START RECORD EXTRACTS

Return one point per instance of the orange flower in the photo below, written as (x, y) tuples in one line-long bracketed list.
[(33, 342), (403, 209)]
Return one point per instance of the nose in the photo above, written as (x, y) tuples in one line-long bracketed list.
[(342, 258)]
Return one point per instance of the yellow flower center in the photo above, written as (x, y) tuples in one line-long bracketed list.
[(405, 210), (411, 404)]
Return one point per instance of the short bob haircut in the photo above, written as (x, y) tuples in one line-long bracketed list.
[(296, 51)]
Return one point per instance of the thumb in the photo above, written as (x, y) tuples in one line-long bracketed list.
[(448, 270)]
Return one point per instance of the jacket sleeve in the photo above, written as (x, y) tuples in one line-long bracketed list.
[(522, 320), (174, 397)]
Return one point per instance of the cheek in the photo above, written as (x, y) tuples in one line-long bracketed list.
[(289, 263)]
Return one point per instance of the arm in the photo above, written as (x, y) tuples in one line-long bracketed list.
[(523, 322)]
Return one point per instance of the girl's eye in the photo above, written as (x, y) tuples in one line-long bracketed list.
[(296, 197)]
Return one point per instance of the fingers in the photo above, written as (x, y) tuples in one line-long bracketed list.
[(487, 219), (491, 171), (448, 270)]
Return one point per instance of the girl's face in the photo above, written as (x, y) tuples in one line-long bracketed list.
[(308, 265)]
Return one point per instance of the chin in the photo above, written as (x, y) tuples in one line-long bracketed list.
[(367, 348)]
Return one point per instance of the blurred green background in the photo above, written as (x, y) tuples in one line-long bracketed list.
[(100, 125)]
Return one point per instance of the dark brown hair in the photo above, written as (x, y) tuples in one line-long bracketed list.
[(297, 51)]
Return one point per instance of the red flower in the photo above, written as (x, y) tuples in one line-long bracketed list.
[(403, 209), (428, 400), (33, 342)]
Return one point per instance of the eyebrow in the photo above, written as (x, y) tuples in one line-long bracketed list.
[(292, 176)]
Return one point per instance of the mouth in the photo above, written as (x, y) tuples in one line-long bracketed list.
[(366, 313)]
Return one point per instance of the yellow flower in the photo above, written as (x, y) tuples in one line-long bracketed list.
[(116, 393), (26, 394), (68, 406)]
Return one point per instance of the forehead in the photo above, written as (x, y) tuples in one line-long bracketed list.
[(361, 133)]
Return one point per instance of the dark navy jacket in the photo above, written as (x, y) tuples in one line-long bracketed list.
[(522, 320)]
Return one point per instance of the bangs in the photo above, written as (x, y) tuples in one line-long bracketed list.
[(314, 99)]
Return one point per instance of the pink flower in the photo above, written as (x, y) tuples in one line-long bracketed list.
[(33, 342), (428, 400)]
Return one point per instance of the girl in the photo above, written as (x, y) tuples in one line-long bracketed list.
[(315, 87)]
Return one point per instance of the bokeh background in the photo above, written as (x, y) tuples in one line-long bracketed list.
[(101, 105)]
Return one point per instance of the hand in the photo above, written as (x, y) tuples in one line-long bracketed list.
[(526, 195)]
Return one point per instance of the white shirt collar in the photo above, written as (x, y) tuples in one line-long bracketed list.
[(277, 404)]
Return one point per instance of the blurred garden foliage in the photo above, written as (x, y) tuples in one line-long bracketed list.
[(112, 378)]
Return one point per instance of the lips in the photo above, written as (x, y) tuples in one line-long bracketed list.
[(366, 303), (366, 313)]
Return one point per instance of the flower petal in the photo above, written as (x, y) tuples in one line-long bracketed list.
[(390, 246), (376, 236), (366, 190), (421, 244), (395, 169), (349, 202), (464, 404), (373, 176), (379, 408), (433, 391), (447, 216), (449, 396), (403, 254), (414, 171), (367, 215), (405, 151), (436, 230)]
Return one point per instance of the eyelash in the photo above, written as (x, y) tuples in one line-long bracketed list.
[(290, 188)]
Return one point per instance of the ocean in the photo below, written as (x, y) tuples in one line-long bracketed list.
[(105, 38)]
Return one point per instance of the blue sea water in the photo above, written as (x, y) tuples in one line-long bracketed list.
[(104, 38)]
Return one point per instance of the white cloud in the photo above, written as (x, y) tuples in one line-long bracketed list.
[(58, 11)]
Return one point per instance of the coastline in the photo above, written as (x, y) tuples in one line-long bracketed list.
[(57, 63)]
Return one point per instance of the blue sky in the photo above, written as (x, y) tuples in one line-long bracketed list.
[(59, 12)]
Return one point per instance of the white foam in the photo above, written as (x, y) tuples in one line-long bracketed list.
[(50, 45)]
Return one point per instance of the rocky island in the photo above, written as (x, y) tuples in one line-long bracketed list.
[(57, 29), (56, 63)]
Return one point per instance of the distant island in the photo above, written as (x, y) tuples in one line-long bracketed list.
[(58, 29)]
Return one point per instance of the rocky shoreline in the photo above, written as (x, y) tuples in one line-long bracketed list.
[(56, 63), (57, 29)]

END RECORD EXTRACTS

Please retype the entries above in full, exactly as they stand.

Return one point per instance of the orange flower in the photo below, written as (x, y) tuples in one line-long bracketed list.
[(33, 342), (403, 209)]
Return one point per instance of the nose in the photo above, written as (x, y) tuples in one line-long bracketed list.
[(342, 258)]
Return one point per instance of the yellow flower center in the photo above, written as (x, y) tuples in one line-long bracketed list.
[(405, 210), (411, 404)]
Return one point per instance of the short bob haircut in the photo above, written as (x, y) tuples in one line-long bracketed list.
[(296, 51)]
Return one point per instance of the thumb in the photo above, written as (x, y) tuples in one line-long bracketed list.
[(448, 270)]
Return one point per instance of the jacket sleeve in the photo above, written as (x, y) tuples in one line-long bracketed list.
[(522, 320), (174, 397)]
Return one point per instance of the cheek in the photo above, written as (x, y) tuples in one line-long bracketed list.
[(289, 263)]
Return one point per instance of the arm in the photo above, written as (x, y) tuples in one line-long bracketed list.
[(523, 322)]
Return one point per instance of the girl's eye in the photo above, written as (x, y) tuples in one line-long bracketed list.
[(296, 197)]
Return one point per instance of the fingers in the photo above, written as (x, y) tuples in one line-long bracketed list.
[(487, 219), (491, 171), (448, 270)]
Return one point per instance of the girl's face in the photo above, written as (x, y) tuples in one line-long bracketed list.
[(308, 265)]
Return one point per instance of the chin in the photo above, written as (x, y) tuples in one line-long bracketed list.
[(367, 348)]
Return one point per instance of the blurred green background in the photo above, written as (x, y) tuples in one line-long bracketed list.
[(100, 125)]
Return one point per instance of the dark brown hair in the photo above, written as (x, y) tuples in one line-long bracketed list.
[(297, 51)]
Return one point per instance of the red flower in the photo above, written as (x, y) tuples in one line-long bracketed list.
[(403, 209), (428, 400), (33, 342)]
Return one point per instance of the eyebrow in the photo above, written as (x, y) tuples in one line-long bracketed list.
[(292, 176)]
Return one point per instance of the mouth in the photo above, written as (x, y) tuples in one line-long bracketed list.
[(366, 313)]
Return one point per instance of the yellow flower in the photo above, written as (x, y) tuples in one line-long bracketed list.
[(116, 393), (26, 394), (68, 406)]
Return one point per instance of the forehead in the photo above, written as (x, y) tuples in one line-long bracketed list.
[(361, 133)]
Return one point per instance of the dark navy jacket in the photo above, written as (x, y) tuples in one line-long bracketed list.
[(522, 320)]
Return one point per instance of the bangs in the photo above, written as (x, y) tuples in one line-long bracketed list.
[(314, 99)]
Return one point per instance of the pink flower in the photo above, written as (x, y) tuples in one line-long bracketed list.
[(33, 342), (428, 400)]
Return one point per instance of the girl in the photo above, written as (x, y) tuples in one line-long bracketed list.
[(315, 87)]
Return one point per instance of the bokeh background in the photo above, written as (x, y) tuples in one line-long bracketed list.
[(101, 105)]
Return one point per instance of the hand in the photo above, written as (x, y) tuples in one line-long bracketed list.
[(526, 195)]
Return one point per instance of the white shirt collar in the photo above, written as (x, y) tuples in one line-long bracketed list.
[(277, 404)]
Return one point per instance of the blurred garden foliage in the photo above, written as (x, y) tuples in one line-long bracketed list.
[(112, 378)]
Return one point per instance of the lips in the photo above, written as (x, y) tuples in one line-long bracketed list.
[(366, 303), (366, 313)]
Return one point per instance of the flower petal in the photo above, written as (x, y) tuples in one line-long bracketed list.
[(390, 246), (376, 236), (366, 190), (421, 244), (395, 169), (349, 202), (464, 404), (373, 176), (379, 408), (433, 391), (447, 216), (449, 396), (403, 254), (414, 171), (367, 215), (405, 151), (436, 230)]
Return one point per instance of the eyelash in the photo above, written as (x, y) tuples in one line-long bracketed list.
[(290, 188)]
Return one point per instance of the ocean in the photo below, written as (x, y) tuples in one line-long bracketed list.
[(105, 38)]
Return one point per instance of the blue sea water in the photo above, written as (x, y) tuples in one line-long bracketed list.
[(104, 38)]
Return one point per instance of the white cloud in the photo above, written as (x, y) tuples in one line-long bracketed list.
[(58, 11)]
Return one point per instance of the coastline in the photo above, written as (x, y) tuples in one line-long bracketed list.
[(57, 63)]
Return one point per instance of the blue sky in the photo above, written as (x, y) tuples in one line-long bracketed list.
[(59, 12)]
Return one point per instance of the white foam in the photo above, written as (x, y) tuples in one line-long bracketed list.
[(50, 45)]
Return one point per instance of the rocky island in the photo above, written as (x, y) tuples in one line-long bracketed list.
[(57, 29), (56, 63)]
Return one point per instance of the distant island in the photo above, written as (x, y) tuples in one line-long bracketed list.
[(58, 29)]
Return one point per instance of the rocky shoreline in the photo above, written as (x, y) tuples in one line-long bracketed list.
[(56, 63), (57, 29)]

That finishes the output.